And the K Club is a showbizzy sort of golf course - more American than Irish - beautifully manicured, shrubbed and treed. It looked really nice in the dull, showery weather of yesterday morning. It looks brilliant in the sunshine on the TV as I sit writing this stuff now, yesterday afternoon.

When not watching the stars and the chorus line on the fairways there are ample opportunities to merchandise. To merchandise is to shop for stuff with a logo or an endorsement. This is what sets golf apart from the rest of showbiz. For whereas few of us aspire to wearing Fred Astaire's pumps or playing a Gallagher brat's guitar, thousands of golfers reckon that with the right equipment, the same equipment, we could play as the pros do - not necessarily all the time, you understand, just now and again.

▶ SOURCE DATA:
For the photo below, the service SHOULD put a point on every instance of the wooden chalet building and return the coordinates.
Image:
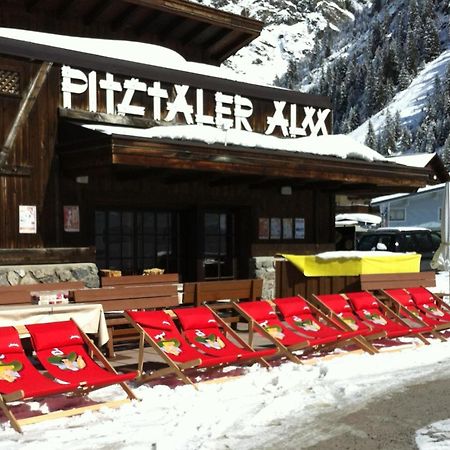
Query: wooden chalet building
(162, 163)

▶ DIRECTION A: Summarize the passage about the K Club in two sentences.
▶ DIRECTION B: From the passage about the K Club, list the past-participle words in the first sentence that describe how the course has been tended.

▶ FULL RESPONSE A: The K Club is a showbizzy, beautifully kept golf course, more American than Irish, that looked nice in yesterday morning's dull, showery weather and looks brilliant in the sunshine on TV. Besides watching the players, visitors can merchandise, buying goods with a logo or endorsement, and this sets golf apart from the rest of showbiz because thousands of golfers reckon the same equipment would let them play like the pros now and again.

▶ FULL RESPONSE B:
- manicured
- shrubbed
- treed